- Written problem: Write out precisely the lines beginning with the line that contains "of the distant" and ending with the last line of the entries, and no other lines.

- Dataset excerpts:
******

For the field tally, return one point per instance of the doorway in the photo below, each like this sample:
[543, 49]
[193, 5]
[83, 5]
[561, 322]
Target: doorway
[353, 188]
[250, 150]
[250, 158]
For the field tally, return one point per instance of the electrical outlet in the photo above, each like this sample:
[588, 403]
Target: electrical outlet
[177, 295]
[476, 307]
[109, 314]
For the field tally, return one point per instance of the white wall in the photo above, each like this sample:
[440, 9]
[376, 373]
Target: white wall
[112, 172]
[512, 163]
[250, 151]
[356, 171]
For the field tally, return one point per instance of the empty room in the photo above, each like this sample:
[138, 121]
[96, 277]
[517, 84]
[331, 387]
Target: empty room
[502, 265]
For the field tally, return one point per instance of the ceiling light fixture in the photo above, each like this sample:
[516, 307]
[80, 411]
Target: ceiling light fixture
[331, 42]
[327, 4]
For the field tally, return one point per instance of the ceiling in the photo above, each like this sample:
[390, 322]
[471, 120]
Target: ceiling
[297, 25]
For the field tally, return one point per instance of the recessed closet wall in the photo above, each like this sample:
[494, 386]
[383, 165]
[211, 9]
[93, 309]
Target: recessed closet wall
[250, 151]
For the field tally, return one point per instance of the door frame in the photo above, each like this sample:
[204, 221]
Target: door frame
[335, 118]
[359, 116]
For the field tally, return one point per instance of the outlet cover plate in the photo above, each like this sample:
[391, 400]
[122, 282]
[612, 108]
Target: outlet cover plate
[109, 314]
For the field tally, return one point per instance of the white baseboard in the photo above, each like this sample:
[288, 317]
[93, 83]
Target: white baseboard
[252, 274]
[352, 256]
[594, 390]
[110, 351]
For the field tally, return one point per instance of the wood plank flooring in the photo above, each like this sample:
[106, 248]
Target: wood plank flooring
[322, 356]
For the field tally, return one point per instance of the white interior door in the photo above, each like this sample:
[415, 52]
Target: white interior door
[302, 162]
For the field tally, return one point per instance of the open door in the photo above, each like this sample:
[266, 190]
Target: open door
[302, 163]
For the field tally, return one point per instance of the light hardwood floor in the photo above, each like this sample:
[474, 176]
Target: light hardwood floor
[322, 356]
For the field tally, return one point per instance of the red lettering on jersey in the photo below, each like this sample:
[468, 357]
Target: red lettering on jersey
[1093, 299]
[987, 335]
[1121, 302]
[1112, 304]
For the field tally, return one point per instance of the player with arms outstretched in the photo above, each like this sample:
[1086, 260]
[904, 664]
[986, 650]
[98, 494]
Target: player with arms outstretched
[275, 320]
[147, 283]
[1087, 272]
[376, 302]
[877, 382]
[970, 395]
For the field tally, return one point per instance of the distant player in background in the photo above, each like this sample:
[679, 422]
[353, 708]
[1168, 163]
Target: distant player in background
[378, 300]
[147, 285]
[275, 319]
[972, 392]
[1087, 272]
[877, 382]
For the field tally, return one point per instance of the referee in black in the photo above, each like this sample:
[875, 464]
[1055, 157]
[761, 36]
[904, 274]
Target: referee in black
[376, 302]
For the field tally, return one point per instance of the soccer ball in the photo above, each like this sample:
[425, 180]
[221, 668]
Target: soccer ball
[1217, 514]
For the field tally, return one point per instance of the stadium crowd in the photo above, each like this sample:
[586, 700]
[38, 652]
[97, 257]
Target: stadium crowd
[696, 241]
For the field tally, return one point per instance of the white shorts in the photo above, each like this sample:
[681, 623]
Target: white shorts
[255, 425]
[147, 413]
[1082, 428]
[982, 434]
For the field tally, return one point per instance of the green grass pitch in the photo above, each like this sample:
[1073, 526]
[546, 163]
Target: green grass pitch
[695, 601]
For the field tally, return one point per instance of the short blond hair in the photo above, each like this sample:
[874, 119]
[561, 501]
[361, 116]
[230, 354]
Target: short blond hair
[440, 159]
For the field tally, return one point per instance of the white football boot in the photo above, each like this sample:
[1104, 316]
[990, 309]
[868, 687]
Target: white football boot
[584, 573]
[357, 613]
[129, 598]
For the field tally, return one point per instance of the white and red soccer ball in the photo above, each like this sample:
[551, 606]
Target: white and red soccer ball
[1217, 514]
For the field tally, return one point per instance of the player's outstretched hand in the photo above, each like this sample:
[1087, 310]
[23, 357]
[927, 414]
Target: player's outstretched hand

******

- Completed exercise:
For the field tally, return one point per instance of the distant player in background in the photo above, each like this sample:
[679, 422]
[353, 708]
[1168, 163]
Target: distant player in background
[378, 300]
[147, 285]
[275, 319]
[972, 392]
[1087, 272]
[877, 382]
For the field tally, return one point per instance of the referee in black in the photo above, each like this sample:
[875, 464]
[1055, 157]
[761, 36]
[904, 274]
Target: referee in black
[376, 302]
For the field tally, return one point per instance of the soccer ball in the photo above, each like this sample:
[425, 180]
[221, 668]
Target: soccer ball
[1217, 514]
For the field tally, return one point per instance of the stadium crowd in the photo above, each like this sample:
[586, 700]
[38, 652]
[97, 257]
Target: stadium crowd
[696, 241]
For the field tally, return one point per instance of the white shorts in the photo above, each like this sample:
[681, 623]
Target: white shorts
[255, 425]
[147, 413]
[1082, 428]
[982, 434]
For the field tally, return one point per instance of the green grass pitch in the photo above, each like this sample:
[1073, 526]
[546, 163]
Target: green grass pitch
[695, 601]
For the field tally, return one point per instance of the short blond hair in the photo above, each like this sample:
[874, 119]
[561, 501]
[361, 116]
[230, 354]
Target: short blond hair
[440, 159]
For the field tally, return one point per instance of the white football boot in the photo above, each like this sample:
[1104, 316]
[990, 309]
[868, 687]
Target: white football boot
[584, 573]
[357, 613]
[129, 598]
For the field tally, return one point per instance of the white and red soccer ball in the photo above, each like this sample:
[551, 606]
Target: white and red soccer ball
[1217, 514]
For the field tally, return one point per instance of the player's outstretched hand in the photo above, each like this sample:
[1087, 310]
[23, 357]
[927, 414]
Target: player's outstretched hand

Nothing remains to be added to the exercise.